⟨
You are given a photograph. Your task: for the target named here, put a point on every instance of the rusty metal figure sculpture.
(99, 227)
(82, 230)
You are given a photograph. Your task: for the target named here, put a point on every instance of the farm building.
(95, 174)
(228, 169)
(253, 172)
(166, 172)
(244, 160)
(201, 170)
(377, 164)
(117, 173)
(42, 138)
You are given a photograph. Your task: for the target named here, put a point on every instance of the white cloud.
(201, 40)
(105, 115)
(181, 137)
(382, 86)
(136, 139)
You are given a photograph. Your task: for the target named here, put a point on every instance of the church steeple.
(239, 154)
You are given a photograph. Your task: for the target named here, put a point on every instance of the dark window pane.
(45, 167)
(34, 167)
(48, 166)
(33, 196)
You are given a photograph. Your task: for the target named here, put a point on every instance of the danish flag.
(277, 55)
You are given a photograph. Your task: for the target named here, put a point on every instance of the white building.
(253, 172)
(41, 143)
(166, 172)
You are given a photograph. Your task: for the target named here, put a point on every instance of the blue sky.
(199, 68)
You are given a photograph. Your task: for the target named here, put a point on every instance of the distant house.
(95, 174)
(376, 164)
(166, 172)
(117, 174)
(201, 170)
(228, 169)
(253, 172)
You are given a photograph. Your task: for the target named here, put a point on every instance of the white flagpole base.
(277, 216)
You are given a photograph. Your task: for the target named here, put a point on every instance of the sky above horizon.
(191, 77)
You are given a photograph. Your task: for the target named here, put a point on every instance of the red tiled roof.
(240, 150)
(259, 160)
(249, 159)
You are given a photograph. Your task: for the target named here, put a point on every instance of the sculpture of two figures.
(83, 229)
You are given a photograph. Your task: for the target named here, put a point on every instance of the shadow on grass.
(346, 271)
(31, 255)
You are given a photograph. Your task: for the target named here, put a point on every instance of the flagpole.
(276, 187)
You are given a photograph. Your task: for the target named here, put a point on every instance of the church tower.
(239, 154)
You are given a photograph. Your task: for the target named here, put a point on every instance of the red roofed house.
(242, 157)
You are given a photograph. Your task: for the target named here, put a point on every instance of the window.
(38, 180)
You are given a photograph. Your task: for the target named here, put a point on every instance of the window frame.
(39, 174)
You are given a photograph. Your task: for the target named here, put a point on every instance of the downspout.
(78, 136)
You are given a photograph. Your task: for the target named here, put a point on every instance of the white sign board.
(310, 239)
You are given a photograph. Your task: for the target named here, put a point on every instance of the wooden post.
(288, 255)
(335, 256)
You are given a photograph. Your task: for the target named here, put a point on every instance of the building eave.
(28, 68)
⟩
Restate the whole of the material exactly.

You are given a photograph. Your task: for the target named here, put a point on every instance of the rusty metal figure sculpture.
(99, 227)
(82, 230)
You are given a photograph. Your task: for the target named here, put a point on every instance of the farm building.
(95, 174)
(228, 169)
(253, 172)
(166, 172)
(244, 160)
(201, 170)
(377, 164)
(117, 173)
(42, 138)
You are given a photograph. Your task: for the target named here, put a point on every instance of the white cloud.
(201, 40)
(105, 115)
(181, 137)
(382, 86)
(136, 139)
You are given a photograph. Your task: for the target named here, put a point on every instance of the church steeple.
(239, 154)
You are given a photograph. Your task: for the target named here, put a point on every instance of the dark window pane.
(45, 167)
(34, 167)
(48, 166)
(33, 196)
You are given a photograph. Your task: for the target named here, put a point on every instance of the danish flag.
(277, 55)
You are given a photograph. Your task: for the target named here, put a point on every instance of the white building.
(253, 172)
(41, 143)
(166, 172)
You are given a photograph. Your task: for the target named here, put a point on every instance of the blue sky.
(199, 68)
You are given a photograph. Your task: for the target named here, put a point on every instance of the distant house.
(95, 174)
(376, 164)
(166, 172)
(117, 174)
(201, 170)
(228, 169)
(253, 172)
You are given a photograph. Your task: for the target named here, put a point on every instance of the white flagpole base.
(277, 216)
You are given a photograph. Your task: for the target named here, put a point on every instance of the sky above horizon.
(191, 77)
You are given a photograph. Your task: for the target named here, put a point on every instance of the red tiled roof.
(240, 150)
(259, 160)
(249, 159)
You are given a photograph. Your task: for the target named here, put a point on every instance of the sculpture of two figures.
(83, 229)
You are given a photograph. Your task: for the target named here, put a point on every instance of the shadow on grass.
(346, 271)
(31, 255)
You are given a photograph. Your task: for the target named here, put a point on every instance of the flagpole.
(276, 187)
You are given a photograph. Your task: for the target named here, put a point on every instance of the church tower.
(239, 154)
You are given a photograph. Your task: for the target named here, put a point on every instance of the red roofed house.
(242, 157)
You are given a photograph. Your task: for the target named here, put a point on every instance of the window.
(38, 180)
You are given a photograph. Your task: for the target named here, put a point on every instance of the window frame.
(39, 174)
You are given a photograph. Your task: for the target named here, put a point on every instance of the downspout.
(78, 136)
You are given a photograph. Your task: for the target named here, put a point on every instance of the white sign board.
(310, 239)
You are given a photograph. Your task: for the target named here, put a point on every instance of the wooden post.
(288, 255)
(335, 256)
You are given a photograph. Your task: for the target named here, put a point on every instance of the building eave.
(28, 68)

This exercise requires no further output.